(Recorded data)
# # # # # # #
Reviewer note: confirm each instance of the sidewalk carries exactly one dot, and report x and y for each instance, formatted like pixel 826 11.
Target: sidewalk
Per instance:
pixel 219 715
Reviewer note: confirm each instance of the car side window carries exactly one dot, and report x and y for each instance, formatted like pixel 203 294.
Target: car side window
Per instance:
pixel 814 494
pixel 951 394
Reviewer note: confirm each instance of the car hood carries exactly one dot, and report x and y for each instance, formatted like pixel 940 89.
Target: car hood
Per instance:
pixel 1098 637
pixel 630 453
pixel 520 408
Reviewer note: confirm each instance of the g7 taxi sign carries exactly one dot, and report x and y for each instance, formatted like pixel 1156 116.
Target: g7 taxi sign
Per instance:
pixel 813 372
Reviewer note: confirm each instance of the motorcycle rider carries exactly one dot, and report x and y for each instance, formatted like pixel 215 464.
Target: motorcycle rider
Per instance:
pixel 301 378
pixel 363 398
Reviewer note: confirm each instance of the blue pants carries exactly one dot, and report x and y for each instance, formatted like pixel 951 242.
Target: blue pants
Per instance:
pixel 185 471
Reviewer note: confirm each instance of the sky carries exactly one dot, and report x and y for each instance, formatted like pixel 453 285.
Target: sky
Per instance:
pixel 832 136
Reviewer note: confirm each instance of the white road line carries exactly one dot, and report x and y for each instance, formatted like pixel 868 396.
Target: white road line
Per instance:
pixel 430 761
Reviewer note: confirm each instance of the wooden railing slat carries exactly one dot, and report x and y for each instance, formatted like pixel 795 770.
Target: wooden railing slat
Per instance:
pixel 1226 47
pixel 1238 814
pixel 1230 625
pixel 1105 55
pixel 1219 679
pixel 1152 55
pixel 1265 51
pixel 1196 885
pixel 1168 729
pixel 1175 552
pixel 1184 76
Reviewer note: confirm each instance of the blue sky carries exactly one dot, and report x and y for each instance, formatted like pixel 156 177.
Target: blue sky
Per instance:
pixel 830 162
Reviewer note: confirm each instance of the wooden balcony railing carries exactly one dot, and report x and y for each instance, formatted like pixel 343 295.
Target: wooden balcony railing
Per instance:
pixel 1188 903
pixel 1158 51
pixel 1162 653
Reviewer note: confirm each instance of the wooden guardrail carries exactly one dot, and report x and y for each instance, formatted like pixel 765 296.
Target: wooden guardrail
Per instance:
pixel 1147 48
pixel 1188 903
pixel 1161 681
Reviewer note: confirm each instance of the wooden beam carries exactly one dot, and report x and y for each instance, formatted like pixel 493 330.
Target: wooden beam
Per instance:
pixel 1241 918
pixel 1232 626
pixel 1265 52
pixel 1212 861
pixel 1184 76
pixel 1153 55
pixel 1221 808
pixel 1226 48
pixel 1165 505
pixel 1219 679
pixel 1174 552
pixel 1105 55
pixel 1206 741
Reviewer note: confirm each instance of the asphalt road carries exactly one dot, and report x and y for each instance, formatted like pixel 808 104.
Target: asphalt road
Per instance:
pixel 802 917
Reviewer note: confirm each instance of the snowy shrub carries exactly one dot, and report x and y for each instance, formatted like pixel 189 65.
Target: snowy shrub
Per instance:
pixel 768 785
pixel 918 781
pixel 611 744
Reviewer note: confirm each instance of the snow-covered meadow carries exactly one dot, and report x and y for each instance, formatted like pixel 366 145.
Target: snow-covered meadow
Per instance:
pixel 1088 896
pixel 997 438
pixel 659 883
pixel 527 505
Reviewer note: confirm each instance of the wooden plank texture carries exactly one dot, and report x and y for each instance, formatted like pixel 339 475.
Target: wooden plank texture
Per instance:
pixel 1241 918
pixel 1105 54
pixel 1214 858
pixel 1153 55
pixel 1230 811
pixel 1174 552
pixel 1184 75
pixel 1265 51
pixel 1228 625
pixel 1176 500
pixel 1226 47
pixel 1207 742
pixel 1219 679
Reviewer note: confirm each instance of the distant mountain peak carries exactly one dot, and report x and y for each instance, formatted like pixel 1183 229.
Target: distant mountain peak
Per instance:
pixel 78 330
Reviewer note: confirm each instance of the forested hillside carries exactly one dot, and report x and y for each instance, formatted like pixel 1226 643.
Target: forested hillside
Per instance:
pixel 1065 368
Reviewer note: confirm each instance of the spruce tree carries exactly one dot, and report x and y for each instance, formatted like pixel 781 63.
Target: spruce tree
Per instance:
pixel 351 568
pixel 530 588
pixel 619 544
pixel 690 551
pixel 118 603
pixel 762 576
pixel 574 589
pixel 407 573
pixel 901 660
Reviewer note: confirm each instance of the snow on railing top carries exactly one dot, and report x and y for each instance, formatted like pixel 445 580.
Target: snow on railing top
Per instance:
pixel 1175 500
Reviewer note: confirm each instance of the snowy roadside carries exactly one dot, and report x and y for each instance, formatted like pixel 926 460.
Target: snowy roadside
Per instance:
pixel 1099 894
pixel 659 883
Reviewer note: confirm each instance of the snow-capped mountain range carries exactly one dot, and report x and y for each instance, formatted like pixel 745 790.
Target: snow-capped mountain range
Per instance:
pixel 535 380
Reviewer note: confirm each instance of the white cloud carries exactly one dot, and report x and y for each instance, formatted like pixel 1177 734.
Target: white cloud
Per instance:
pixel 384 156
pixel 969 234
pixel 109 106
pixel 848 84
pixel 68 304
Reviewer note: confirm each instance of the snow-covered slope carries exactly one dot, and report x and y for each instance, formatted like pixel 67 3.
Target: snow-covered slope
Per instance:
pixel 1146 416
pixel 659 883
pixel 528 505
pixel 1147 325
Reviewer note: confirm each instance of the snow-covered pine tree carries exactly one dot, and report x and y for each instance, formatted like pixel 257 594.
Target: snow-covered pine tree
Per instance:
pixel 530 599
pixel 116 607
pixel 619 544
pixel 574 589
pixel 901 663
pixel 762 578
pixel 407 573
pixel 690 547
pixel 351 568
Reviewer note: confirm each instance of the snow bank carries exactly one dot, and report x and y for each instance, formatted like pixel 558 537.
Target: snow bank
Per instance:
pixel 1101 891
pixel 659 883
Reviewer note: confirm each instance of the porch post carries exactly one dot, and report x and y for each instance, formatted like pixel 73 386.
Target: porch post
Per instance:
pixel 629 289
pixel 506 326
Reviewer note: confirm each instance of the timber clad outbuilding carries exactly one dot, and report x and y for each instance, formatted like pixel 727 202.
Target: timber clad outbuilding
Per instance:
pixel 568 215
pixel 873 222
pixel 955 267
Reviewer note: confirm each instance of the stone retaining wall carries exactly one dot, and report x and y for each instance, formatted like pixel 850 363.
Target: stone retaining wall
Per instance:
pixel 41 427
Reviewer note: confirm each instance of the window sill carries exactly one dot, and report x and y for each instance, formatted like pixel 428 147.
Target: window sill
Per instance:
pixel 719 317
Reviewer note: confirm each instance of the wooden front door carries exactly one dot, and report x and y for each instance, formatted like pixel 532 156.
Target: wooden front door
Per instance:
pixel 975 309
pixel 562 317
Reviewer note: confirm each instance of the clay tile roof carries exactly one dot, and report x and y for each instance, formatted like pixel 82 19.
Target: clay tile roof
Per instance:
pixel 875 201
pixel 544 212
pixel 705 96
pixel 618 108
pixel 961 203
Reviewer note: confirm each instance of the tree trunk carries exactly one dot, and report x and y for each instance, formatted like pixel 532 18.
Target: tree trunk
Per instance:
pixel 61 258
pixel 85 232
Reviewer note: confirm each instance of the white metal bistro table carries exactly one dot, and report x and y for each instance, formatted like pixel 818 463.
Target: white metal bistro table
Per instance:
# # # # # # #
ACTIVITY: The lines to copy are those in the records above containing the word "timber".

RESPONSE TO THE TASK:
Reviewer note: confirm each instance of the timber clad outbuilding carries exactly one dot, and report x and y for each instance, formatted like pixel 727 202.
Target: timber clad outbuilding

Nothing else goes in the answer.